[TEXTO EXTRAÍDO]
El debate irresoluble

Con La imagen perdida y los dos filmes de la trilogía que la preceden -Duch, el maestro de las forjas del infierno nos ponía cara a cara con el primer líder de los Jemeres Rojos en ser procesado por crímenes contra la humanidad-, el camboyano Rithy Panh interviene así en uno de los debates más irresolubles que ha recorrido la segunda mitad del siglo XX entre los teóricos del cine: la legitimidad moral de representar cinematográficamente el horror de los genocidios, aquello que por su propia naturaleza es infilmable. En su tercera entrega que llega hoy a nuestras salas tras ser premiada en Cannes, sin duda la más emotiva, también la más esperanzadora, Rithy Panh contraataca frente al totalitarismo con las herramientas y el dolor de la infancia, buscando resquicios de luz en el corazón de la tragedia. "Siempre trato de centrarme en el individuo, en aquello que nos hace humanos... y la esperanza también forma parte de nuestra humanidad -explica el camboyano-. Gran parte del proyecto de los Jemeres Rojos no solo pasaba por eliminar a las personas, sino por destruir la misma noción de individualidad. Todo genocidio nos convierte en números. Yo quiero reconstruir las historias de esas personas aniquiladas, es parte de mi lucha personal contra los Jemeres".

Lanzmann ya nos mostró que el pasado no puede ser reconstruido -de ahí que las imágenes de Folman sean dibujos; las de Panh, muñecos de arcilla; las de Oppenheimer, satíricas y crueles evocaciones del cine de género-, pero en verdad el primero en ofrecer una respuesta cinematográfica cabal fue Alain Resnais con el fundamental mediometraje Noche y niebla (1955). En ningún otro documento fílmico, que abrió una brecha en la historia del cine, el espectador siente interpelada su responsabilidad (humanista) sobre las monstruosidades cometidas en los campos de exterminio nazis. Desde la inamovible postura moral de Resnais -no mostrar, sino relatar y evocar-, desde su inventiva, su rigor y hasta su lirismo cinematográfico para articular lo que parece inarticulable, nacerían toda una saga de filmes que llegan hoy hasta La imagen perdida, y que se ofrecen como piezas tan esenciales para la historiografía como para la creación cinematográfica.

[TAREA A REALIZAR] Retoma, por favor, el texto de arriba sobre La imagen perdida y el cine frente al genocidio, y continúalo a partir de su última frase.

[DATOS DEL EJERCICIO]
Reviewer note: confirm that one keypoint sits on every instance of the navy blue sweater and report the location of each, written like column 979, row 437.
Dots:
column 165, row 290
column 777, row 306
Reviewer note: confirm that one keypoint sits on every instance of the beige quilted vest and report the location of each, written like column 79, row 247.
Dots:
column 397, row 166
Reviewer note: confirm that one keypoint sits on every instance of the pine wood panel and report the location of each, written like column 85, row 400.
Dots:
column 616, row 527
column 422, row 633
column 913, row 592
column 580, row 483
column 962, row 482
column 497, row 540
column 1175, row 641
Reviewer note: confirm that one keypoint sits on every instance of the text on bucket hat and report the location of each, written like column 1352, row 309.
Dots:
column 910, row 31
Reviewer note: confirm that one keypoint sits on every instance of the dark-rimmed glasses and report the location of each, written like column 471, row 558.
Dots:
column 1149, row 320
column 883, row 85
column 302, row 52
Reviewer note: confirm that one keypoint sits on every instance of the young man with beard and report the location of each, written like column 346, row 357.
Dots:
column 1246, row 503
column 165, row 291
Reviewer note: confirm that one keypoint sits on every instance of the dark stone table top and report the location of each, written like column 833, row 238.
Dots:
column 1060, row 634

---

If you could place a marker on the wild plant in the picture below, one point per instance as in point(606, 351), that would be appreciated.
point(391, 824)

[RESPUESTA AL EJERCICIO]
Hablamos de obras como Queridísimos verdugos (1977), de Basilio Martín Patino -el retrato y confesión de tres "agentes ejecutores de sentencias" durante el franquismo-, o de La batalla de Chile, de Patricio Guzmán, quien tras alumbrar las cicatrices del sanguinario régimen de Pinochet encontró los huesos de la historia y su relevancia cósmica en Nostalgia de la luz (2010). Hablamos también de filmes que se proponen escribir la Historia como The Fog of War (2003), del gran documentalista norteamericano Errol Morris (productor junto a Werner Herzog de The Act of Killing), donde el propio ex Secretario de Defensa de Estados Unidos, Robert McNamara, reconoce y detalla crímenes de guerra cometidos por su país durante las contiendas en las que participaron en el siglo XX. En su siguiente película, Standard Operating Procedure (2008), Morris examinaba con lupa los infames incidentes de Abu Ghraib, cuyas fotos ampliamente divulgadas escandalizaron al mundo. Testimonios reveladores y documentos esenciales que, como La imagen perdida, terminan por ocupar el lugar de esas "películas malditas" necesarias para registrar y perpetuar la memoria de tanta ignominia.